▶ _Aim_
Write out each entry again. Keep every word exactly as it is.
***** Records to process *****
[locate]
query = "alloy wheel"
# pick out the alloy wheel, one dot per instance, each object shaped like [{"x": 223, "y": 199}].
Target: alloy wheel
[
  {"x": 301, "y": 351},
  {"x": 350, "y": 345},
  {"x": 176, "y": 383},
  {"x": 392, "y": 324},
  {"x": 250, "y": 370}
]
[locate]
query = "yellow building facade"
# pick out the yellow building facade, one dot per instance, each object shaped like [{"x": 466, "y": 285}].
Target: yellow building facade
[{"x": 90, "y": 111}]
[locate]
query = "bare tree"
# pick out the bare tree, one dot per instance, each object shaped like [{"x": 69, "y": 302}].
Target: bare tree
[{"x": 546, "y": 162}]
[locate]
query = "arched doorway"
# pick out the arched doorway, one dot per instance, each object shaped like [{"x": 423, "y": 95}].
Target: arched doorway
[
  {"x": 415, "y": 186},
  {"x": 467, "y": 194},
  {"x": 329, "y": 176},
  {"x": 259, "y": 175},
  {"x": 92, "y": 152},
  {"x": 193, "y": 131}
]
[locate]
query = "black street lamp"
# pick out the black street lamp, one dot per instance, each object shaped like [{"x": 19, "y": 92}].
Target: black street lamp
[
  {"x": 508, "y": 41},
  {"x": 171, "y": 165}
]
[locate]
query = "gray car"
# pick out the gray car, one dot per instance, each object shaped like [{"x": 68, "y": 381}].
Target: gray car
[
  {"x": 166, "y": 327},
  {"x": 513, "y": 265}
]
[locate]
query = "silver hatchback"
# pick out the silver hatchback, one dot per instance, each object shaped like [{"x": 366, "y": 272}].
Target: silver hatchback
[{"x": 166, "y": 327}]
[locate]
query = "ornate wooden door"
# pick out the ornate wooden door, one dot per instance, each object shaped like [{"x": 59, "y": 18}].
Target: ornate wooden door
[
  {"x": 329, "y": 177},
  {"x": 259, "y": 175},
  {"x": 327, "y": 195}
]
*****
▶ _Task response_
[locate]
query = "alloy wheel"
# pick out the alloy wheel, one dot per instance, each object shaped like [{"x": 223, "y": 199}].
Target: alloy wheel
[
  {"x": 301, "y": 351},
  {"x": 350, "y": 345},
  {"x": 176, "y": 383},
  {"x": 392, "y": 324},
  {"x": 250, "y": 370}
]
[locate]
query = "yellow building facade"
# pick out the yellow building facade, one dot per instance, each object shaped like [{"x": 466, "y": 285}].
Target: yellow building facade
[{"x": 90, "y": 111}]
[locate]
query = "bare tree"
# pick out the bare tree, one dot per instance, each object shaped like [{"x": 69, "y": 302}].
Target: bare tree
[{"x": 546, "y": 162}]
[locate]
query = "arched doorway"
# pick out the arched doorway, one dot per instance, each object shaped like [{"x": 423, "y": 95}].
Target: arched doorway
[
  {"x": 415, "y": 186},
  {"x": 467, "y": 194},
  {"x": 329, "y": 176},
  {"x": 259, "y": 175},
  {"x": 92, "y": 152},
  {"x": 193, "y": 131}
]
[locate]
query = "black street lamp"
# pick out the black street lamp, one dot per instance, each object shaped like [{"x": 19, "y": 92}].
Target: black street lamp
[
  {"x": 508, "y": 41},
  {"x": 171, "y": 165}
]
[locate]
query = "gray car"
# pick out the gray car, one dot per instance, each object shaped like [{"x": 68, "y": 381}].
Target: gray car
[
  {"x": 166, "y": 327},
  {"x": 513, "y": 265}
]
[locate]
query = "silver hatchback"
# pick out the silver hatchback, one dot per instance, each object shaped like [{"x": 366, "y": 272}].
Target: silver hatchback
[{"x": 166, "y": 327}]
[locate]
query = "ornate wooden door"
# pick out the ornate wooden door, one dot per instance, each object shaped like [{"x": 59, "y": 18}].
Target: ornate wooden door
[
  {"x": 329, "y": 177},
  {"x": 259, "y": 175},
  {"x": 327, "y": 195}
]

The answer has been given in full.